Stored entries
* * * * * * * * *
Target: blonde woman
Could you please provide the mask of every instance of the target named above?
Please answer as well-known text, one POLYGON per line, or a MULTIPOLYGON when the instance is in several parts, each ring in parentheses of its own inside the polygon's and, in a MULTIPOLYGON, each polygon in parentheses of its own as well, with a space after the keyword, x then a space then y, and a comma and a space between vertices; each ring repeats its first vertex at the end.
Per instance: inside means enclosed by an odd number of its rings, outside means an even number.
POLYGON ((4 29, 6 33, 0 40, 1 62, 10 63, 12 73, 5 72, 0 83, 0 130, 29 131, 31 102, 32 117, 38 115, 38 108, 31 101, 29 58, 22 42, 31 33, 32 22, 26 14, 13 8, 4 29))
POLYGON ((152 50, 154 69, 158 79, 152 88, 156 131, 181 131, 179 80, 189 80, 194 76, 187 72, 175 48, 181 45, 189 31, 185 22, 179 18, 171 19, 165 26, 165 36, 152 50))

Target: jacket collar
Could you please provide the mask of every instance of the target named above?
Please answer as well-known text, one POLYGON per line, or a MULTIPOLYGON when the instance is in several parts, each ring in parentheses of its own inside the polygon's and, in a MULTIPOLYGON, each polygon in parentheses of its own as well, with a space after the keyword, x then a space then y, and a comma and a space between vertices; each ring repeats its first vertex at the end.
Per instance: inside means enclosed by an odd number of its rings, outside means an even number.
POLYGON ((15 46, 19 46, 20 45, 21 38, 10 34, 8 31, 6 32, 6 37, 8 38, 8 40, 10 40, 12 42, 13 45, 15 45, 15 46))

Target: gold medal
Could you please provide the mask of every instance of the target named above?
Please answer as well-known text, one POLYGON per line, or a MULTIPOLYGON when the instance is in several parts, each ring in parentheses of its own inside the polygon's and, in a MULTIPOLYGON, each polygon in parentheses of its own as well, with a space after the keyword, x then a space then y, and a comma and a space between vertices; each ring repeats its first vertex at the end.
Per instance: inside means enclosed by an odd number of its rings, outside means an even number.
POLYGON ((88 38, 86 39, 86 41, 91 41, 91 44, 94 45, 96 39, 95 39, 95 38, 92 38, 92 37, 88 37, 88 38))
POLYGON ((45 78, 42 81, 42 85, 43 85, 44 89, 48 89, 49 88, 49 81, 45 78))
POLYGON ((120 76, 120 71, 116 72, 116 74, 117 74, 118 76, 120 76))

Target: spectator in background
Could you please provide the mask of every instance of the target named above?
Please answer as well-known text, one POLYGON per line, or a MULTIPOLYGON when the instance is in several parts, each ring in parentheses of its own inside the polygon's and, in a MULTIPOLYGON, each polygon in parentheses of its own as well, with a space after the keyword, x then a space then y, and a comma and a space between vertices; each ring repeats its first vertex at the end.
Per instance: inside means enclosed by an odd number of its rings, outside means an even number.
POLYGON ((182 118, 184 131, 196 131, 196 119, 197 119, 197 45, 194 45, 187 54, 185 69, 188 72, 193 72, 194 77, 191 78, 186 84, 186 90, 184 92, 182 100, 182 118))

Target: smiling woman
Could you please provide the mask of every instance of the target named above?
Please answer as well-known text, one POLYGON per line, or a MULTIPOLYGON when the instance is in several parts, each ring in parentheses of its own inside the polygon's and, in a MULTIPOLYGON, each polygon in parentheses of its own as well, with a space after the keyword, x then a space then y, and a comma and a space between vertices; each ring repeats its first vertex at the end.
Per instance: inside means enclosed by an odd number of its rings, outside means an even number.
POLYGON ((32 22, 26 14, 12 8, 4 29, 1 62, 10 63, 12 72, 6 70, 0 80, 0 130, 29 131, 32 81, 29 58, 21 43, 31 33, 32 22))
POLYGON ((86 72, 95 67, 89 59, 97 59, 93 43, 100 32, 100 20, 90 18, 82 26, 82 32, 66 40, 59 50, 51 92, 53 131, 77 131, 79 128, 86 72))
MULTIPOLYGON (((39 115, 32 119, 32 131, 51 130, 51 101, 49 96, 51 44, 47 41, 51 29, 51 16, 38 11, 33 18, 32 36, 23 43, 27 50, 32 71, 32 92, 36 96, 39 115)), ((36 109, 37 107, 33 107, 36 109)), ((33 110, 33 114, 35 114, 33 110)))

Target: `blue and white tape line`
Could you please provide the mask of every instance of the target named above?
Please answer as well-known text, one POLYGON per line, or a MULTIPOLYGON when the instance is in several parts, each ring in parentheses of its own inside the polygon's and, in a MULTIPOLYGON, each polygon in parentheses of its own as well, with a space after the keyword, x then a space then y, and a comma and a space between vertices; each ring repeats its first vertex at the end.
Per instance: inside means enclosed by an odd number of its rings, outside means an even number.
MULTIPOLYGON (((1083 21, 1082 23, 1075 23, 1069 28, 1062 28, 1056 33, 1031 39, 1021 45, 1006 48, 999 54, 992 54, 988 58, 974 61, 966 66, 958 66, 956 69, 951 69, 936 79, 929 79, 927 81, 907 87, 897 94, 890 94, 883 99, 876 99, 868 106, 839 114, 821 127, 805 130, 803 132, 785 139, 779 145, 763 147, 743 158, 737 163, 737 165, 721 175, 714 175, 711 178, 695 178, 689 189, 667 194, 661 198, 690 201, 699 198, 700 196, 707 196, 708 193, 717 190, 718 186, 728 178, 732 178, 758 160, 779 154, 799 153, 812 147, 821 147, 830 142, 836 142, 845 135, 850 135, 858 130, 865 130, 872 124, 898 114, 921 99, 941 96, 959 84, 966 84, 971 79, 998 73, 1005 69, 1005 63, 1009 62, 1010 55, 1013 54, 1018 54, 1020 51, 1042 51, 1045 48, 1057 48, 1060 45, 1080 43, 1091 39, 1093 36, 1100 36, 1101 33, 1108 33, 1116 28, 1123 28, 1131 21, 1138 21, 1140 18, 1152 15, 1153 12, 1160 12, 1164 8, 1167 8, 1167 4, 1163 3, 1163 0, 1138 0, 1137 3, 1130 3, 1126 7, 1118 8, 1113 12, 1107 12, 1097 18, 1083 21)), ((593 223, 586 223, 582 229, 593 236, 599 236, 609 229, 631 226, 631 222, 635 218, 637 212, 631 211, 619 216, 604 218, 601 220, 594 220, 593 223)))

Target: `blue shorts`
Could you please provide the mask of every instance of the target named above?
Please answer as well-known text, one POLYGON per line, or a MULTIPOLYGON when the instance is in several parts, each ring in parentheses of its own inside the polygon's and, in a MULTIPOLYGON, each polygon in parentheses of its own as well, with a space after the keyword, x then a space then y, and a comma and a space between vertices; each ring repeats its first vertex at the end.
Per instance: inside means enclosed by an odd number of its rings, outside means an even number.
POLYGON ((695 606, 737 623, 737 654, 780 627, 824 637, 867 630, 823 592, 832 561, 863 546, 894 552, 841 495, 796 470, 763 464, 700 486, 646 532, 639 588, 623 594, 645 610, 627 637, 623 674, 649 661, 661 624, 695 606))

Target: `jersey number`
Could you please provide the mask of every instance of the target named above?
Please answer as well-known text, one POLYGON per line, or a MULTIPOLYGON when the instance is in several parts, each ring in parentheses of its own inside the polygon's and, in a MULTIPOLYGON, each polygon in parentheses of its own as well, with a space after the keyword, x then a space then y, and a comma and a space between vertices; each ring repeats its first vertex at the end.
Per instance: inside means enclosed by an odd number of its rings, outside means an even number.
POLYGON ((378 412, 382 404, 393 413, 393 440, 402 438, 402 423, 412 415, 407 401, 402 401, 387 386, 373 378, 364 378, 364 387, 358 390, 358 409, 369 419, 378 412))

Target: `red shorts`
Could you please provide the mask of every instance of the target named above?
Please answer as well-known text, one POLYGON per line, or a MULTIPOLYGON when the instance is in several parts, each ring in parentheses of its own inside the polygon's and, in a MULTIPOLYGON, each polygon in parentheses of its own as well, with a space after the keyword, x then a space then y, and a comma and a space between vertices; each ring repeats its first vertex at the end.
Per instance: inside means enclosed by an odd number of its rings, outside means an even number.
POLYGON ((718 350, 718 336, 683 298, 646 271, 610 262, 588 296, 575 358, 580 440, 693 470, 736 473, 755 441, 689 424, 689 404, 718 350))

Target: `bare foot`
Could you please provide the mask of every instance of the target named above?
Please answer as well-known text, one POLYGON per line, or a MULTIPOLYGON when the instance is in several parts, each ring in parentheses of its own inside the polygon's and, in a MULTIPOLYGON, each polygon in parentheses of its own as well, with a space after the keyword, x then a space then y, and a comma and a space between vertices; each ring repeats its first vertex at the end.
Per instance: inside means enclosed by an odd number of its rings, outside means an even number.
* * * * * * * * *
__TASK REQUIREMENTS__.
Take the lines from the one containing "Target: gold medal" through the one containing "POLYGON ((120 76, 120" and edit them so that "gold medal" becomes "silver medal". Change nothing else and return only those lines.

__FINAL RESULT__.
Target: silver medal
Could you please provide the mask of every instance of the target named above?
Please answer as well-known text, one POLYGON per line, or a MULTIPOLYGON when the instance is in several parts, each ring in parentheses of its own inside the polygon's and, in a MULTIPOLYGON, each polygon in parentheses of its own as well, with a space after the keyword, x then a space then y, and a comma and a space between vertices; each ring repeats its first vertex at the end.
Per instance: inside means enclosed by an odd number of its rings, outside means an even number.
POLYGON ((88 38, 86 39, 86 41, 91 41, 91 44, 94 45, 96 39, 95 39, 95 38, 92 38, 92 37, 88 37, 88 38))
POLYGON ((45 78, 42 81, 42 85, 43 85, 44 89, 48 89, 49 88, 49 81, 45 78))
POLYGON ((120 76, 120 71, 116 72, 116 74, 117 74, 118 76, 120 76))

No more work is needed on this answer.